■ **Data excerpts**

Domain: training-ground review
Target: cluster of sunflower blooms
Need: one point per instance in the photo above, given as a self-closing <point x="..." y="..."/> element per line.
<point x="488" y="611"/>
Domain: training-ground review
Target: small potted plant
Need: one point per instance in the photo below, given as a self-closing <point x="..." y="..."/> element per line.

■ **Your instructions**
Print all of the entries again, exactly as written.

■ **Solution to this problem**
Domain: training-ground review
Target: cluster of sunflower blooms
Need: one point per instance in the photo above, given as a self-closing <point x="..." y="..."/> element per line.
<point x="488" y="611"/>
Domain: training-ground review
Target: small potted plant
Need: one point per instance in the photo below, given as a self-closing <point x="..." y="..."/> element per line.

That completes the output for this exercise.